*Exercise description*
The data shown below should all be retyped exactly.

*Data extracted from a collection*

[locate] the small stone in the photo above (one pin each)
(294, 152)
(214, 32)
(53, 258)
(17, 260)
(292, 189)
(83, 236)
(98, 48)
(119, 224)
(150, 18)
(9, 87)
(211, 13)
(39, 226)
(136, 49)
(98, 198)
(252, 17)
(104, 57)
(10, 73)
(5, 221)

*Solved problem*
[locate] the small stone in the photo above (one pin each)
(294, 152)
(214, 32)
(53, 258)
(17, 260)
(292, 189)
(83, 236)
(98, 48)
(119, 224)
(150, 18)
(9, 87)
(211, 13)
(39, 226)
(136, 49)
(98, 198)
(252, 17)
(104, 57)
(10, 73)
(5, 221)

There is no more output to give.